*Exercise data*

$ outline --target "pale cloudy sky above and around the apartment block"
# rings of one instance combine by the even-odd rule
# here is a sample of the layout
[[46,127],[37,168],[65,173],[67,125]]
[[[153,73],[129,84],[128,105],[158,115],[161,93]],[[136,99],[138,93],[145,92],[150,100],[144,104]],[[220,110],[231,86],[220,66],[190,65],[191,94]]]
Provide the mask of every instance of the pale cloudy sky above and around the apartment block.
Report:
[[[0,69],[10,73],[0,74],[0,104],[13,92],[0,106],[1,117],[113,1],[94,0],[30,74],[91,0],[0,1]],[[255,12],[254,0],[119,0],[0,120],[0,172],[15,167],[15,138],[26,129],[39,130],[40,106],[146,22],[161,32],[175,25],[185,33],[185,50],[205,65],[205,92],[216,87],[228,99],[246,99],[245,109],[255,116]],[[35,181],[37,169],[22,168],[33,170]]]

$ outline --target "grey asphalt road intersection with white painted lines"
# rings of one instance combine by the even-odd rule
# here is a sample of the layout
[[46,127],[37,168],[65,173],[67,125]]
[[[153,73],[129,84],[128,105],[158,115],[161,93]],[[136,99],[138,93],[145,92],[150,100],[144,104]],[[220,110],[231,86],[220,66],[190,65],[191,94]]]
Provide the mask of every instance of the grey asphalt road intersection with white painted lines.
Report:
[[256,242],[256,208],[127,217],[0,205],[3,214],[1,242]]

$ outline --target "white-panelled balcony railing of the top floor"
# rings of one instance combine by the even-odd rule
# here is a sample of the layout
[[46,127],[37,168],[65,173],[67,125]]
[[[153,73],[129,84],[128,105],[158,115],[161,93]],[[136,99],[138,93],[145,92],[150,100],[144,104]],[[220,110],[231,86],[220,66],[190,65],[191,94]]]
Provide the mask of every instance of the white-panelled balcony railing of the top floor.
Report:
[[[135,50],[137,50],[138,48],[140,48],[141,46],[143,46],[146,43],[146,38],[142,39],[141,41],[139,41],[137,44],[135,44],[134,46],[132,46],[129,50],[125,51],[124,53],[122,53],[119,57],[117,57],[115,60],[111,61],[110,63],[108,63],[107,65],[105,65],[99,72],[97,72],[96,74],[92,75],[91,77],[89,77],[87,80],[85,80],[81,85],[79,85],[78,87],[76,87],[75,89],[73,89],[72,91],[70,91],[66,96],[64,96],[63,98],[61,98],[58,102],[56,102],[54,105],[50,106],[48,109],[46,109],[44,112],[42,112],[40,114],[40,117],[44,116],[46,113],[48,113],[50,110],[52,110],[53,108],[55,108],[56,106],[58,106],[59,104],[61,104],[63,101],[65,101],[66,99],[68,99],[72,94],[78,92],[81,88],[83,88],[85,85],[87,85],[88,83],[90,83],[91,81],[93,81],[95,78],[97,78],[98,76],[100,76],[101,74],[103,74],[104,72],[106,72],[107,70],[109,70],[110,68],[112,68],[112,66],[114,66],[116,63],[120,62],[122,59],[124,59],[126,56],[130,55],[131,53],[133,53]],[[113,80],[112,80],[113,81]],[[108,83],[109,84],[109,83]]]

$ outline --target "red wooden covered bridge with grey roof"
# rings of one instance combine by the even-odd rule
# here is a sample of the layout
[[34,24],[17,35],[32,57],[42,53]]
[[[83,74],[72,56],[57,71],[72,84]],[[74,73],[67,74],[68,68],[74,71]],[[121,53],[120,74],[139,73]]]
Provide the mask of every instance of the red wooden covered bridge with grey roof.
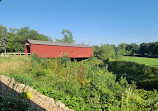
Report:
[[26,40],[25,53],[37,53],[39,57],[57,58],[67,54],[69,58],[89,58],[92,47],[85,44],[58,43],[42,40]]

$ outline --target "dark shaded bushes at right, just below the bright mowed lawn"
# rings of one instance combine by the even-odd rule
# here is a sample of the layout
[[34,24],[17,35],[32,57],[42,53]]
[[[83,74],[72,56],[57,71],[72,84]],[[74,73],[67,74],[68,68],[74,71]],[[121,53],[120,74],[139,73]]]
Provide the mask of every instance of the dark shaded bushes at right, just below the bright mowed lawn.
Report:
[[139,88],[147,90],[158,88],[158,68],[156,67],[126,61],[113,61],[108,66],[108,70],[117,74],[118,78],[125,76],[129,82],[135,80]]

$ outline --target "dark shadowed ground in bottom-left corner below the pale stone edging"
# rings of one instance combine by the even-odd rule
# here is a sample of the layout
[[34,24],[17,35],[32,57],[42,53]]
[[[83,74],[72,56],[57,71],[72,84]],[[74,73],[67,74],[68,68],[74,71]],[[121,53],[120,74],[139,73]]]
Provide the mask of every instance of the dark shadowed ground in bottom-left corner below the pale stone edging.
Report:
[[[9,84],[11,81],[9,82]],[[20,94],[14,90],[16,85],[13,84],[13,89],[0,81],[0,110],[7,111],[46,111],[44,108],[34,103],[30,99],[20,98]]]

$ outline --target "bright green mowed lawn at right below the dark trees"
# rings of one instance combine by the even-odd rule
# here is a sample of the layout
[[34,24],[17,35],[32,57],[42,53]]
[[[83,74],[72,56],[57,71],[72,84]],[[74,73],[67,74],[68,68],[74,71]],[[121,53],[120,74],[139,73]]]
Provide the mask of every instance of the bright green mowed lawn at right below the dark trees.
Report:
[[123,56],[122,59],[124,61],[131,61],[131,62],[136,62],[139,64],[145,64],[147,66],[158,67],[158,58]]

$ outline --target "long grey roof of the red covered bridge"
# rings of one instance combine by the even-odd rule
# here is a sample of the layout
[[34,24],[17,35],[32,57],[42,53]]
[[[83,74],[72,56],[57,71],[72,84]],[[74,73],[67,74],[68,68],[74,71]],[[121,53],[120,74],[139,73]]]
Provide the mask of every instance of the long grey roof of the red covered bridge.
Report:
[[51,41],[30,40],[30,39],[27,39],[27,41],[30,44],[56,45],[56,46],[69,46],[69,47],[91,47],[86,44],[73,44],[73,43],[51,42]]

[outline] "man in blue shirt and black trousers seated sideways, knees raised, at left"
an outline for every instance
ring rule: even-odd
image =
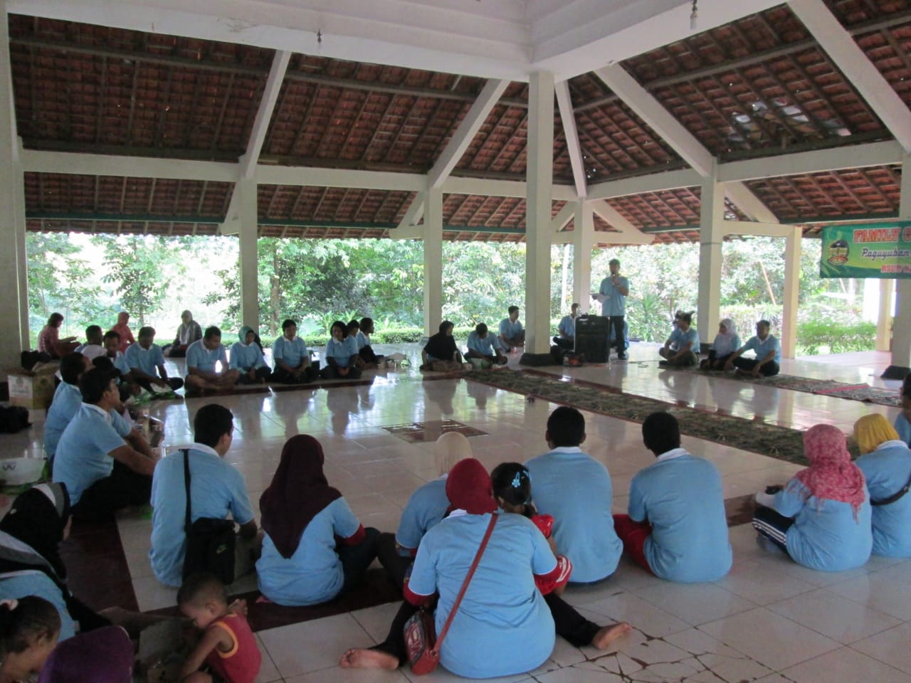
[[[106,521],[122,507],[148,503],[158,456],[112,413],[120,400],[112,373],[84,372],[79,390],[83,403],[57,443],[54,481],[67,484],[77,521]]]

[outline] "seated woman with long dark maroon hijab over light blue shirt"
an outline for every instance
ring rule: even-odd
[[[380,532],[364,529],[342,494],[322,474],[324,457],[312,436],[292,436],[260,498],[260,591],[279,605],[317,605],[363,580]]]

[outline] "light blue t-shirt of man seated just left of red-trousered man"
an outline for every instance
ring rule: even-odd
[[[525,466],[537,511],[554,517],[557,552],[572,562],[569,580],[591,583],[613,574],[623,544],[614,531],[608,468],[578,446],[555,448]]]

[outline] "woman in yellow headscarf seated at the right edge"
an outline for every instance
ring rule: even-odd
[[[873,506],[873,554],[911,557],[911,449],[879,413],[858,420],[854,433]]]

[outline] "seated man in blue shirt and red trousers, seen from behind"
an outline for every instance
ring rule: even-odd
[[[670,413],[651,413],[642,441],[658,460],[632,478],[630,514],[614,515],[623,550],[668,581],[721,578],[732,563],[722,475],[681,448],[680,424]]]

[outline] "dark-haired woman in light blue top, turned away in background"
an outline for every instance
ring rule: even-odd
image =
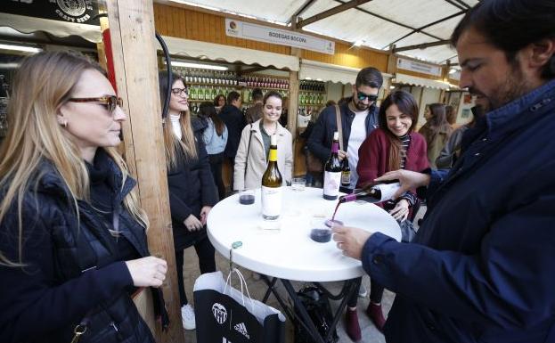
[[[207,118],[207,125],[202,134],[206,144],[210,170],[217,186],[220,200],[225,198],[225,186],[222,180],[222,163],[224,163],[224,150],[227,143],[227,127],[217,115],[216,108],[210,102],[200,103],[200,116]]]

*Your assignment*
The output should consist of every entry above, printed exactly, with the images removed.

*Solution below*
$ outline --target "pale cloudy sky above and around the apartment block"
# rings of one instance combine by the even-odd rule
# here is a sample of the layout
[[46,127],[37,168],[65,173],[67,125]]
[[[153,73],[129,84],[128,105],[158,115],[161,93]],[[136,99],[138,93],[145,92],[150,100],[144,104]],[[220,110],[231,86],[220,66],[190,65],[191,94]]]
Provide the mask of every instance of the pale cloudy sky above and around the apartment block.
Report:
[[[0,69],[10,73],[0,74],[0,104],[13,92],[0,106],[1,117],[113,1],[94,0],[30,74],[91,0],[0,1]],[[255,12],[254,0],[119,0],[0,120],[0,172],[15,167],[15,138],[26,129],[39,130],[40,106],[146,22],[161,32],[175,25],[185,33],[185,50],[205,65],[205,92],[216,87],[228,99],[246,99],[245,109],[255,116]],[[35,181],[37,169],[22,168],[33,170]]]

$ outline --target "grey asphalt road intersection with white painted lines"
# rings of one instance combine by the even-odd rule
# here is a sample of the layout
[[46,127],[37,168],[65,173],[67,125]]
[[[153,73],[129,84],[128,105],[158,115],[161,93]],[[136,99],[138,93],[145,92],[150,100],[144,104]],[[220,110],[231,86],[220,66],[190,65],[191,94]]]
Provide the mask of every instance of the grey asphalt road intersection with white painted lines.
Report:
[[256,242],[256,208],[127,217],[0,205],[3,214],[1,242]]

$ outline --target "white-panelled balcony railing of the top floor"
# rings of one instance combine by the even-odd rule
# here is a sample of the layout
[[46,127],[37,168],[65,173],[67,125]]
[[[153,73],[129,84],[128,105],[158,115],[161,93]],[[136,99],[138,93],[145,92],[150,100],[144,104]],[[220,110],[231,86],[220,66],[190,65],[191,94]]]
Provide the mask of every instance of the white-panelled balcony railing of the top floor.
Report:
[[[135,50],[137,50],[138,48],[140,48],[141,46],[143,46],[146,43],[146,38],[142,39],[141,41],[139,41],[137,44],[135,44],[134,46],[132,46],[129,50],[125,51],[124,53],[122,53],[119,57],[117,57],[115,60],[111,61],[110,63],[108,63],[107,65],[105,65],[99,72],[97,72],[96,74],[92,75],[91,77],[89,77],[87,80],[85,80],[81,85],[79,85],[78,87],[76,87],[75,89],[73,89],[72,91],[70,91],[66,96],[64,96],[63,98],[61,98],[58,102],[56,102],[54,105],[50,106],[48,109],[46,109],[44,112],[42,112],[40,114],[40,117],[44,116],[46,113],[48,113],[50,110],[52,110],[53,108],[55,108],[56,106],[58,106],[59,104],[61,104],[63,101],[65,101],[66,99],[68,99],[72,94],[78,92],[81,88],[83,88],[85,85],[87,85],[88,83],[90,83],[91,81],[93,81],[95,78],[97,78],[98,76],[100,76],[101,74],[103,74],[104,72],[106,72],[107,70],[109,70],[110,68],[112,68],[112,66],[114,66],[116,63],[120,62],[122,59],[124,59],[126,56],[130,55],[131,53],[133,53]],[[113,80],[112,80],[113,81]],[[108,83],[109,84],[109,83]]]

$ outline --target "red wooden covered bridge with grey roof"
# rings of one instance combine by the even-odd rule
# here is a sample of the layout
[[34,24],[17,35],[32,57],[42,53]]
[[[83,74],[72,56],[57,71],[72,84]],[[74,73],[67,74],[68,68],[74,71]],[[121,53],[120,74],[139,73]]]
Provide the mask of every instance of the red wooden covered bridge with grey roof.
Report:
[[26,40],[25,53],[37,53],[39,57],[57,58],[67,54],[69,58],[89,58],[92,47],[85,44],[58,43],[42,40]]

$ outline --target "dark shaded bushes at right, just below the bright mowed lawn"
# rings of one instance combine by the even-odd rule
# here is a sample of the layout
[[34,24],[17,35],[32,57],[42,53]]
[[[83,74],[72,56],[57,71],[72,84]],[[74,73],[67,74],[68,68],[74,71]],[[121,53],[120,74],[139,73]]]
Provide the mask of every instance of the dark shaded bushes at right, just below the bright mowed lawn.
Report:
[[139,88],[147,90],[158,88],[158,68],[156,67],[126,61],[113,61],[108,66],[108,70],[117,74],[118,78],[125,76],[129,82],[135,80]]

$ outline --target "dark shadowed ground in bottom-left corner below the pale stone edging"
# rings of one instance combine by the even-odd rule
# here is a sample of the layout
[[34,24],[17,35],[32,57],[42,53]]
[[[83,74],[72,56],[57,71],[72,84]],[[74,73],[67,74],[68,68],[74,71]],[[121,53],[120,74],[139,73]]]
Provide the mask of every instance of the dark shadowed ground in bottom-left corner below the pale stone edging.
Report:
[[[9,84],[11,81],[9,82]],[[20,94],[14,90],[16,85],[13,84],[13,89],[0,81],[0,110],[7,111],[46,111],[44,108],[34,103],[30,99],[20,98]]]

$ outline --target "bright green mowed lawn at right below the dark trees"
# rings of one instance combine by the even-odd rule
# here is a sample of the layout
[[34,24],[17,35],[32,57],[42,53]]
[[[83,74],[72,56],[57,71],[72,84]],[[74,73],[67,74],[68,68],[74,71]],[[121,53],[120,74],[139,73]]]
Provide the mask of every instance of the bright green mowed lawn at right below the dark trees.
Report:
[[123,56],[122,59],[124,61],[131,61],[131,62],[136,62],[139,64],[145,64],[147,66],[158,67],[158,58]]

$ outline --target "long grey roof of the red covered bridge"
# rings of one instance combine by the even-odd rule
# here is a sample of the layout
[[34,24],[17,35],[32,57],[42,53]]
[[[83,74],[72,56],[57,71],[72,84]],[[74,73],[67,74],[68,68],[74,71]],[[121,53],[120,74],[139,73]]]
Provide the mask of every instance of the long grey roof of the red covered bridge.
Report:
[[51,41],[30,40],[30,39],[27,39],[27,41],[30,44],[56,45],[56,46],[69,46],[69,47],[91,47],[86,44],[73,44],[73,43],[51,42]]

[outline] "man in blue shirt and black trousers seated sideways, knees raised, at left"
an outline for every instance
ring rule: even-odd
image =
[[[106,521],[122,507],[148,503],[158,456],[112,413],[120,400],[112,373],[84,372],[79,390],[83,403],[57,443],[54,481],[67,484],[77,521]]]

[outline] "seated woman with long dark maroon hijab over light blue shirt"
an outline for every instance
ring rule: even-odd
[[[380,532],[364,529],[342,494],[322,474],[324,457],[312,436],[292,436],[260,498],[260,591],[279,605],[317,605],[363,580]]]

[outline] "light blue t-shirt of man seated just left of red-trousered man"
an outline for every instance
ring rule: even-odd
[[[525,466],[537,511],[554,517],[557,552],[572,562],[569,580],[591,583],[613,574],[623,544],[614,531],[608,468],[578,446],[555,448]]]

[outline] "woman in yellow headscarf seated at the right edge"
an outline for every instance
ring rule: even-odd
[[[873,506],[873,554],[911,557],[911,449],[879,413],[858,420],[854,433]]]

[outline] "seated man in blue shirt and red trousers, seen from behind"
an outline for every instance
ring rule: even-odd
[[[670,413],[651,413],[642,441],[658,460],[632,478],[630,514],[614,515],[623,550],[668,581],[721,578],[732,563],[722,475],[681,448],[680,424]]]

[outline] "dark-haired woman in light blue top, turned away in background"
an outline for every instance
ring rule: even-odd
image =
[[[207,118],[207,125],[202,134],[206,144],[210,170],[217,186],[220,200],[225,198],[225,186],[222,180],[222,163],[224,163],[224,150],[227,143],[227,127],[217,115],[216,108],[210,102],[200,103],[200,116]]]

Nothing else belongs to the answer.